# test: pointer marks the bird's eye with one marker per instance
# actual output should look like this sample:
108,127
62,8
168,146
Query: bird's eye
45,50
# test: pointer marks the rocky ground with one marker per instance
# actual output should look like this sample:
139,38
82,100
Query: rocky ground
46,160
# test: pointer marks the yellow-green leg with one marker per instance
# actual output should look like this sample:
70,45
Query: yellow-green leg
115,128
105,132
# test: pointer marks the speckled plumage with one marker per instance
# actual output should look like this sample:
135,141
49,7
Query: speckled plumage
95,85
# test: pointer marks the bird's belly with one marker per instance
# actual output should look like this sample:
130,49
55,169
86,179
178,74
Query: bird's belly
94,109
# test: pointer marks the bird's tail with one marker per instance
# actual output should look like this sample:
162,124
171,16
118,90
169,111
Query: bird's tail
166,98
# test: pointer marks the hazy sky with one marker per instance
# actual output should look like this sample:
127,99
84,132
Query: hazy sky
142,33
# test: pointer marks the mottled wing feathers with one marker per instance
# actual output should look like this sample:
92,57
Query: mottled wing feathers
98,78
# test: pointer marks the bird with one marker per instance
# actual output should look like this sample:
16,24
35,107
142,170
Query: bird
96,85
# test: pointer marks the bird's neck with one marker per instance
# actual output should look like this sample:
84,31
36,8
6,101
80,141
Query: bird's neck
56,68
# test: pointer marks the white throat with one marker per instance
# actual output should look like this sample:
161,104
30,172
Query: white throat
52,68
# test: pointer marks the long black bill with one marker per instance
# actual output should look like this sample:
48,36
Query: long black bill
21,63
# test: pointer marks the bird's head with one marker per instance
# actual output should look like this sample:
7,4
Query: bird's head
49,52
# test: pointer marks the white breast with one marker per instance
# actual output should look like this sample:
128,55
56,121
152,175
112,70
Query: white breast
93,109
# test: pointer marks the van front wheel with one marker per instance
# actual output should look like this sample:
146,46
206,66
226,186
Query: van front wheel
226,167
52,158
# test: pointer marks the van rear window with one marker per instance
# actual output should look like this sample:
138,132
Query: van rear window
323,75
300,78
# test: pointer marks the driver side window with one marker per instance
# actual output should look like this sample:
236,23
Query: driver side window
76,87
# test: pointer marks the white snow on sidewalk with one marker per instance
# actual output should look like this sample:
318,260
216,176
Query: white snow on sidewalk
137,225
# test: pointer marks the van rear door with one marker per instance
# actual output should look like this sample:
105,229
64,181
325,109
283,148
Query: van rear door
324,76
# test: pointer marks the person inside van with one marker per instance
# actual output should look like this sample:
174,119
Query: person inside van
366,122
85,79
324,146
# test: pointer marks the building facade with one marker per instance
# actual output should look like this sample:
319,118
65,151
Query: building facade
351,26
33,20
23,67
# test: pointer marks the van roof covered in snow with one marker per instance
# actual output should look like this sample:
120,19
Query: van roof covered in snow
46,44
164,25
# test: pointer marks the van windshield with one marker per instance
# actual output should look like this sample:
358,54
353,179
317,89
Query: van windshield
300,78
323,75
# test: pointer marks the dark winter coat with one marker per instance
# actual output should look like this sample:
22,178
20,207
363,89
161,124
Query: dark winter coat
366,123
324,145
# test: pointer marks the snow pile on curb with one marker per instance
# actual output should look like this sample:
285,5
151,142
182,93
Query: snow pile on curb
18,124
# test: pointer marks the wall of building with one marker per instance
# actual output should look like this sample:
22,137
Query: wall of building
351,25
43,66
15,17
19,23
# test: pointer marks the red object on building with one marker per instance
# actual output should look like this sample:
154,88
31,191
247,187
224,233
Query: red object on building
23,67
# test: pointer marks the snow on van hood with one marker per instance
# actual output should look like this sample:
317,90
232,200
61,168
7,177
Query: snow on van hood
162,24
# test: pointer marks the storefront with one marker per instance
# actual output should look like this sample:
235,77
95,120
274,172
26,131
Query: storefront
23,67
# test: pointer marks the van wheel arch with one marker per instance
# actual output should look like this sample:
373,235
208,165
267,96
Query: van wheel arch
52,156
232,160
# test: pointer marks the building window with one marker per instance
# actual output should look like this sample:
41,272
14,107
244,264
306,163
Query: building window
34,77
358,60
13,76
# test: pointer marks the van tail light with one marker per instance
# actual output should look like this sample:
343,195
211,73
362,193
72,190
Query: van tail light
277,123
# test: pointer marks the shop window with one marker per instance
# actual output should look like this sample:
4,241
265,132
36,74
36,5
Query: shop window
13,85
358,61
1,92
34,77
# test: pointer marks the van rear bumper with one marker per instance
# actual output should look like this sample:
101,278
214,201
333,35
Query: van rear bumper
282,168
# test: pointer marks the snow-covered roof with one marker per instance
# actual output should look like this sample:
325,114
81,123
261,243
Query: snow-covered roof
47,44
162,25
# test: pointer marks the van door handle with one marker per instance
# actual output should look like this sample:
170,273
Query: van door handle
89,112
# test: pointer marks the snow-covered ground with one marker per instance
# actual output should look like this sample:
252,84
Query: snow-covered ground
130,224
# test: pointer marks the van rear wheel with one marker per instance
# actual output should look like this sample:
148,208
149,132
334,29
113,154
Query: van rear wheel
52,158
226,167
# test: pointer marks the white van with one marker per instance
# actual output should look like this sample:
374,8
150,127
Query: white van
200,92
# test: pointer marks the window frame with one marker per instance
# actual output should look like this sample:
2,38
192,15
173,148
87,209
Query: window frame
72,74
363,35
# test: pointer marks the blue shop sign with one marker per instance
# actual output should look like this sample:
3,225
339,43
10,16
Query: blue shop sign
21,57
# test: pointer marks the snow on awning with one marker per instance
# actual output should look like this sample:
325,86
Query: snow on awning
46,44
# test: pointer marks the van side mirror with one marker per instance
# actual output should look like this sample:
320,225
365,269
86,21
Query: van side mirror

▬▬▬

What to produce: Take the data above and return it exactly.

Exercise output:
# test: pointer marks the bird's eye with one marker per instance
# actual output should look like this sample:
108,127
62,8
168,146
Query: bird's eye
45,50
# test: pointer marks the rocky ground with one marker per instance
# actual output should look like this sample:
139,38
82,100
Query: rocky ground
46,160
# test: pointer marks the yellow-green leg with one marker per instance
# actual output should look like this sample:
70,45
Query: yellow-green leg
115,128
105,132
# test: pointer marks the speckled plumage with one marker per instance
# actual output should look like this sample:
135,141
49,7
Query: speckled plumage
95,85
# test: pointer marks the bird's belly with one marker per instance
# actual output should look like this sample:
130,49
55,169
86,179
178,74
Query: bird's belly
94,109
# test: pointer marks the bird's tail with one marker per instance
# actual output should look like this sample:
162,124
171,16
118,90
169,111
Query: bird's tail
166,98
# test: pointer marks the hazy sky with one marker per instance
# actual output should look like this sample:
127,99
84,132
Query: hazy sky
142,33
# test: pointer marks the mottled wing feathers with one marker per instance
# actual output should look like this sample:
92,57
Query: mottled wing feathers
98,78
# test: pointer marks the bird with one marker per instance
# actual output should look like this sample:
16,24
35,107
142,170
Query: bird
96,85
# test: pointer marks the bird's neck with one marker per instance
# actual output should look like this sample:
84,31
36,8
6,101
80,141
Query: bird's neck
56,68
# test: pointer marks the white throat with one marker per instance
# actual output should look like this sample:
161,104
30,172
Query: white throat
52,68
# test: pointer marks the long black bill with one marker per instance
# actual output should look like this sample:
48,36
Query: long black bill
21,63
# test: pointer marks the bird's head with one marker per instance
# actual output should look like this sample:
7,4
Query: bird's head
49,52
# test: pointer marks the white breast with one marker per instance
# actual output should look like this sample:
128,55
56,121
152,175
112,70
Query: white breast
93,109
# test: pointer marks the van front wheel with one marker per instance
# actual output should look like this sample:
146,46
206,66
226,186
Query: van front wheel
226,167
52,158
# test: pointer marks the van rear window with one marker per instance
# actual output should look like this sample:
138,132
Query: van rear window
323,75
300,78
# test: pointer marks the driver side window with one marker per instance
# actual output should look like this sample:
236,23
Query: driver side window
76,87
# test: pointer marks the white snow on sidewalk with one marker per instance
# actual output should look like this sample:
318,260
216,176
Query: white snow on sidewalk
137,225
# test: pointer marks the van rear door with one marker per instance
# actual output should look like this sample:
105,229
64,181
325,109
283,148
Query: van rear door
324,76
# test: pointer marks the person inside van with one marker per instance
# actual output should look like this sample:
174,119
Query: person inside van
366,122
85,79
324,146
# test: pointer marks the building facade with one marker per instance
# actual output should look like this sample:
319,118
65,151
Query: building facade
351,26
33,20
23,67
# test: pointer marks the van roof covered in snow with one marker per instance
# actual output should look like this sample:
120,19
Query: van roof covered in snow
46,44
164,25
# test: pointer marks the van windshield with one marker per instance
# actual output should look like this sample:
358,54
353,179
317,89
Query: van windshield
300,78
323,75
# test: pointer marks the dark winter coat with one marker per instance
# actual output should look like this sample:
22,178
20,207
363,89
161,124
Query: dark winter coat
366,123
324,145
# test: pointer marks the snow pile on curb with one marker per instance
# actual output should look like this sample:
285,5
151,142
182,93
Query: snow pile on curb
18,124
# test: pointer marks the wall of building with one marker per instance
# actual output should look like this sample:
22,137
Query: wall of building
351,25
43,66
15,17
19,23
# test: pointer marks the red object on building with one marker per instance
# actual output should look like this sample:
154,88
31,191
247,187
224,233
Query: red object on building
23,67
# test: pointer marks the snow on van hood with one marker per instance
# actual output should look like this sample:
317,90
232,200
61,168
7,177
Query: snow on van hood
162,24
# test: pointer marks the storefront with one marker per instance
# actual output should look like this sample:
235,77
95,120
274,172
26,131
Query: storefront
23,67
# test: pointer marks the van wheel arch with one marker per instance
# actual output should look like this sample:
373,235
208,165
267,96
Query: van wheel arch
52,156
232,160
# test: pointer marks the building window with one marker per instance
# actual output should look like this sample:
41,272
14,107
244,264
306,163
Query: building window
34,77
358,60
13,76
# test: pointer marks the van tail light with one marker per instance
# actual output should look like this sample:
343,195
211,73
362,193
72,190
Query: van tail light
277,123
# test: pointer marks the shop window with one marker per instance
# actual output should look like this sample:
4,241
265,132
36,74
36,5
Query: shop window
13,85
358,61
1,92
34,77
# test: pointer marks the van rear bumper with one marker per instance
# actual output should look like this sample:
101,278
214,201
333,35
Query: van rear bumper
282,168
# test: pointer marks the snow-covered roof with one marker per instance
# actual output should look like this sample:
325,114
81,123
261,243
Query: snow-covered roof
47,44
162,25
# test: pointer marks the van door handle with one marker per instance
# actual output should look like this sample:
170,273
Query: van door handle
89,112
# test: pointer marks the snow-covered ground with one marker per instance
# actual output should look like this sample:
252,84
Query: snow-covered ground
130,224
# test: pointer marks the van rear wheel with one marker per instance
# actual output should look like this sample:
148,208
149,132
334,29
113,154
Query: van rear wheel
52,158
226,167
# test: pointer marks the white van with one marker per instance
# actual output should look like this sample:
374,8
150,127
Query: white van
200,92
# test: pointer marks the window frame with one marker per instance
# actual output should look like this sample:
2,38
192,15
173,148
87,209
Query: window frame
72,74
363,35
# test: pointer marks the blue shop sign with one marker per instance
# actual output should look like this sample:
3,225
339,43
10,16
Query: blue shop sign
21,57
# test: pointer marks the snow on awning with one marker per instance
# actual output should look like this sample:
325,86
Query: snow on awning
46,44
# test: pointer marks the van side mirror with one marker per instance
# actual output should look like this sample:
320,225
365,269
86,21
Query: van side mirror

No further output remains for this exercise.